> Page text:
So the stuff inside the sum counts all the terms for which $x > x_{n}$. The distribution function $P(X< x)$ is a function of $x$ so we oftern write $$ P(x)=P(X < x). $$ Say $x$ is the entire real axis, then we will have $$ P(-\infty)=0 $$ and $$ P(\infty)=1 $$ For finite $N$ the function is a a sequence of steps but if we let $N\rightarrow\infty$ we can expect this to become a smooth function. $P(x)$ is a non-decreasing, typically sigmoid function. We can also express the function $P(x)$ as an expectation value $$ P(x)=\left\langle \theta(x-X)\right\rangle $$ In some situations it’s more interesting to look at the probability that a random variable is larger than a value $x$ which is simply $$ Q(x)=P(X>x)=1-P(x). $$ Finally, the most abundantly used, because most intuitive, quantity is the probability density function $p(x)$ which is the “concentration” of probability at point $x$. So, it’s related to the fraction of measurements $x_{n}$ that fall into the interval $[ x,x+\Delta x ] $ which is the fraction of measurements that are less than $x+\Delta x$ minus all the measurements that are smaller than $x$ so $$ \Delta xp(x)=P(X < x+\Delta x)-P(X < x) $$ The factor $\Delta x$ implies that the function $p(x)$ is a density. So then if we devide by $\Delta x$ we get in the limit of $\Delta x\rightarrow0$ $$ p(x)=P^{\prime}(x) $$ However, the limit $\Delta x\rightarrow0$ implies that we have an infinite set $N$ of measurements. In reality we have to deal with a ``binsize’’ $\Delta x$ that, if we make it to small, we cannot estimate the probability per bin, because there are only single points eventually in a bin.

The probability density function $p(x)$: The point cloud represents the sample, i.e. the values $x_n$. Here we have a sample size of $N=1000$. The red bars are estimates of the probability density function $p(x)$. You can vary the binsize $\Delta x$. If the binsize is to small, the functional form of the pdf is lost, if it’s too large, the resolution is to coarse.

Although the pdf is much better to ``read’’ as a function because it can tell you where probability might be concentrated, the probability distribution $P(x)$ is much more stable to estimate and doesn’t change so much as the sample size is change.

Estimating the Probability

In fact there’s an easy way to estimate the function $P(x)$ given a set of measurements $x_{n}$. All you need to to is first sort the measurements such that $$ x_{n-1} < x_{n}< x_{n+1} $$ (assuming that there are no exactly identical measurements, an assumption that isn’t necessary but avoids some minor technical complications) and then one plots the dots $$ \left(x_{n},n/N\right) $$ in the $x-y$-plane, so uses values $y_{n}=n/N$. This will estimate the function $P(x)$.

Collection entries
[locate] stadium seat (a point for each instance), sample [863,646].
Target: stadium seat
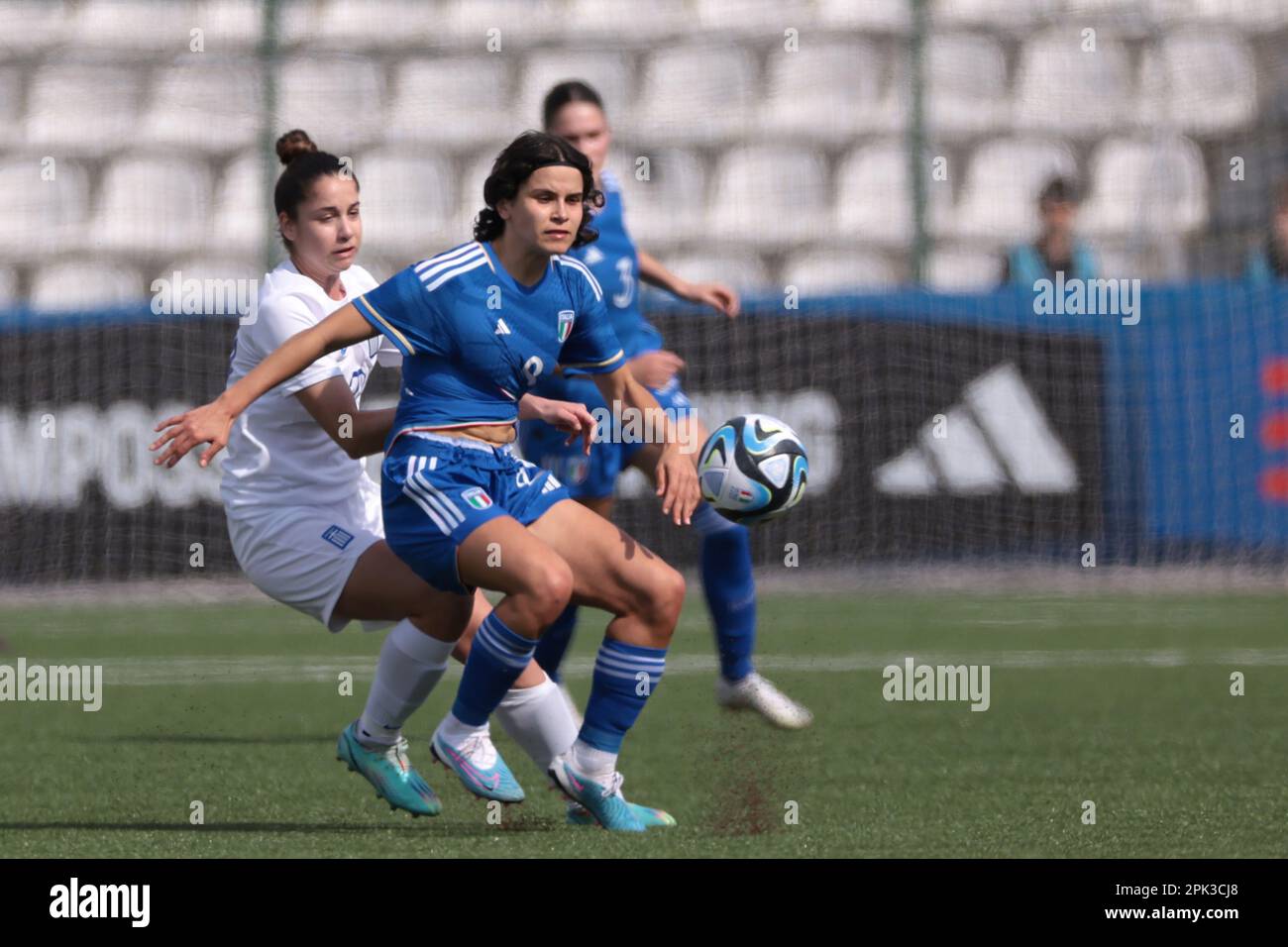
[243,205]
[1198,82]
[82,108]
[1064,90]
[823,270]
[874,195]
[871,16]
[966,89]
[1146,185]
[35,25]
[669,206]
[999,200]
[606,72]
[452,102]
[210,103]
[803,98]
[166,27]
[771,195]
[153,205]
[336,99]
[407,200]
[75,285]
[46,217]
[696,94]
[961,269]
[745,272]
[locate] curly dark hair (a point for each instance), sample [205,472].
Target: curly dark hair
[515,163]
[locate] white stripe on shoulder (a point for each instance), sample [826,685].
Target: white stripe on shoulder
[578,264]
[467,265]
[438,263]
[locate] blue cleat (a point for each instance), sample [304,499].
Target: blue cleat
[480,767]
[389,771]
[651,818]
[604,802]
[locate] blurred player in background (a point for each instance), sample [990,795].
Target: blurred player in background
[1056,249]
[1269,262]
[574,111]
[304,518]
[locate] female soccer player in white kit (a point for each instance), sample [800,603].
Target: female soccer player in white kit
[305,519]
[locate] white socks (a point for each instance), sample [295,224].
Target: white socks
[537,719]
[410,665]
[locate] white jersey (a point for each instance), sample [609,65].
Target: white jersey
[277,455]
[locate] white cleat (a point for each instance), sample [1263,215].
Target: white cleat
[758,693]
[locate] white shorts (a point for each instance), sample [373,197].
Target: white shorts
[303,556]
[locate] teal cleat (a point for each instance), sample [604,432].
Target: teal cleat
[651,818]
[604,802]
[480,767]
[389,771]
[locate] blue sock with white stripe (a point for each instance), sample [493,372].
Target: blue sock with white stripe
[555,641]
[497,657]
[729,587]
[625,678]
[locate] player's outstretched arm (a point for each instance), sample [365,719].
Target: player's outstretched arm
[719,296]
[210,423]
[677,474]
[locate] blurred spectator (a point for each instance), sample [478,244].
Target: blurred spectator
[1269,262]
[1055,249]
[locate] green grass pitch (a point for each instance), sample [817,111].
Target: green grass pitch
[1124,701]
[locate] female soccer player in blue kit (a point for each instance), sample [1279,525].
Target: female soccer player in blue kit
[478,326]
[574,111]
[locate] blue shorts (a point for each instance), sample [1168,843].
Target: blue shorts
[591,476]
[437,489]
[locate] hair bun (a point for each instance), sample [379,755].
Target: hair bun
[292,145]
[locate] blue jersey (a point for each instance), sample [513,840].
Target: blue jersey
[475,341]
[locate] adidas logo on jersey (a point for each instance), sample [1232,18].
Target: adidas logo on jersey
[995,438]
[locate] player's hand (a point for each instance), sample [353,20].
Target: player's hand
[678,484]
[209,423]
[656,368]
[719,296]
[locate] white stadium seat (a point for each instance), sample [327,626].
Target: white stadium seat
[166,27]
[1064,90]
[771,195]
[1198,82]
[823,270]
[1154,187]
[669,206]
[1000,197]
[44,217]
[965,85]
[336,99]
[34,25]
[153,205]
[82,108]
[804,98]
[605,72]
[86,286]
[244,205]
[874,195]
[407,200]
[745,272]
[209,103]
[452,102]
[696,94]
[961,269]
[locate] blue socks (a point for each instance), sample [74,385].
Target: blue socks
[730,589]
[497,657]
[555,641]
[625,678]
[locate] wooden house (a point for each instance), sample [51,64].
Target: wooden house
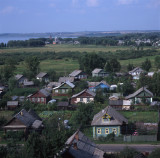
[108,121]
[20,79]
[40,97]
[135,73]
[63,89]
[65,79]
[80,146]
[11,105]
[43,76]
[78,75]
[141,96]
[99,73]
[85,96]
[94,86]
[24,121]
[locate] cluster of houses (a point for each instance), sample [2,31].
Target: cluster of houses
[65,87]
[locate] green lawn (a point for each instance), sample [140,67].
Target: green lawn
[146,116]
[63,66]
[65,47]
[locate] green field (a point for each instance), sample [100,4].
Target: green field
[67,47]
[63,67]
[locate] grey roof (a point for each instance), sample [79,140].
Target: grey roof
[12,103]
[116,117]
[75,73]
[25,117]
[64,103]
[116,102]
[18,76]
[85,90]
[94,84]
[41,74]
[33,113]
[97,70]
[44,92]
[28,83]
[139,91]
[53,84]
[85,147]
[69,83]
[65,79]
[136,69]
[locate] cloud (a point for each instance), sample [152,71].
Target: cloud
[125,2]
[7,10]
[92,3]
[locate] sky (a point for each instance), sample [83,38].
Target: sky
[40,16]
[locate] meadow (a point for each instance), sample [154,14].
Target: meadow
[67,47]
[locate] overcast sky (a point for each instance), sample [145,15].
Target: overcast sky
[33,16]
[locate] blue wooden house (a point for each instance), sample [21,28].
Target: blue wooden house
[108,121]
[94,86]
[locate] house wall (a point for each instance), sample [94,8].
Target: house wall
[103,129]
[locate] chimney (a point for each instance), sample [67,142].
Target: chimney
[75,146]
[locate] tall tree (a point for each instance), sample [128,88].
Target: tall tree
[157,62]
[146,65]
[32,64]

> Task details:
Transcribe word for word the stretch of the page text on probability distribution and density functions from "The probability density function $p(x)$: The" through "size is change.".

> Completed exercise:
The probability density function $p(x)$: The point cloud represents the sample, i.e. the values $x_n$. Here we have a sample size of $N=1000$. The red bars are estimates of the probability density function $p(x)$. You can vary the binsize $\Delta x$. If the binsize is to small, the functional form of the pdf is lost, if it’s too large, the resolution is to coarse.

Although the pdf is much better to ``read’’ as a function because it can tell you where probability might be concentrated, the probability distribution $P(x)$ is much more stable to estimate and doesn’t change so much as the sample size is change.